** Work to be completed **
In the listing below, a line holding "Drop a pin on every instance of the sunset" and a line holding "Drop a pin on every instance of the street lamp in" mark the range. Retype both exactly, with all lines between them.

** Information given **
%%

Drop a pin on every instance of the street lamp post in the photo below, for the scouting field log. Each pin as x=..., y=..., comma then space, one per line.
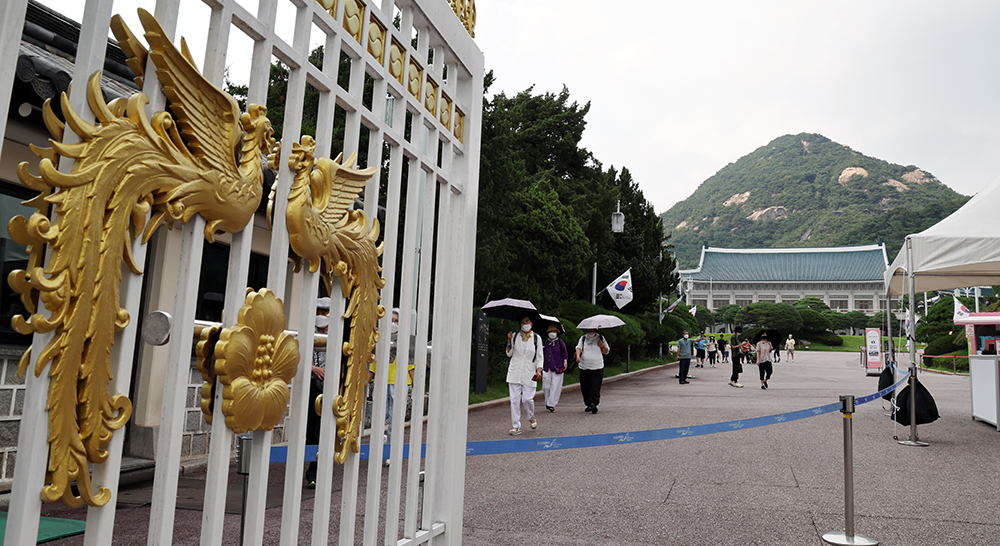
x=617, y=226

%%
%%

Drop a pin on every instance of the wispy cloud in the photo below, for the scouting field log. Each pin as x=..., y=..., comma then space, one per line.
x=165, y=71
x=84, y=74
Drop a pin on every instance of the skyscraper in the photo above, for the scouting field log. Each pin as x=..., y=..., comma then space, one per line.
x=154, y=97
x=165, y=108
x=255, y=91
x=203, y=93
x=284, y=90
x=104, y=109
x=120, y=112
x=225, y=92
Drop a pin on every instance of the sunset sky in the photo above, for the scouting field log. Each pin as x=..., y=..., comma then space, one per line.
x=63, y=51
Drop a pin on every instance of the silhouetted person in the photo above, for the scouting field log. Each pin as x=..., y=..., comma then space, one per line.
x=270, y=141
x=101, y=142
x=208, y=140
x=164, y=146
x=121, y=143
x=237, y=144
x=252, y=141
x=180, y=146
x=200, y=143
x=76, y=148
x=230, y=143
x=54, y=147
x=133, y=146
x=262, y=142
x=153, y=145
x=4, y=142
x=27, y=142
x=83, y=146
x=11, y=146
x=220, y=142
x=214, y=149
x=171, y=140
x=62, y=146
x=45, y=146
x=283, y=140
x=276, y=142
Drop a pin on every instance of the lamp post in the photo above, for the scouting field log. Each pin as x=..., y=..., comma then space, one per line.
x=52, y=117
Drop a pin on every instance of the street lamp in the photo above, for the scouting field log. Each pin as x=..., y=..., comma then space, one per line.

%%

** Result **
Drop a pin on every instance of the sunset sky in the photo above, for the scouting field log. Each pin as x=..., y=..., comma then space, one per line.
x=63, y=51
Drop a pin on every instance of the silhouetted person in the photo above, for the scouting field log. Each pin as x=..., y=..., comma then space, one per line.
x=270, y=141
x=101, y=142
x=208, y=140
x=164, y=146
x=121, y=143
x=237, y=144
x=252, y=141
x=180, y=146
x=200, y=143
x=76, y=148
x=230, y=143
x=54, y=147
x=133, y=146
x=262, y=142
x=153, y=145
x=4, y=142
x=27, y=142
x=83, y=146
x=11, y=146
x=220, y=142
x=214, y=149
x=171, y=140
x=62, y=146
x=45, y=146
x=283, y=140
x=276, y=142
Drop a pin on every instance of the lamp post in the photo above, for the scouting field log. Each pin as x=..., y=..., comma then space, one per line.
x=52, y=117
Drop a pin on every instance of the street lamp in the photo above, for the scouting field log. Each pin as x=..., y=..., comma then space, one per line.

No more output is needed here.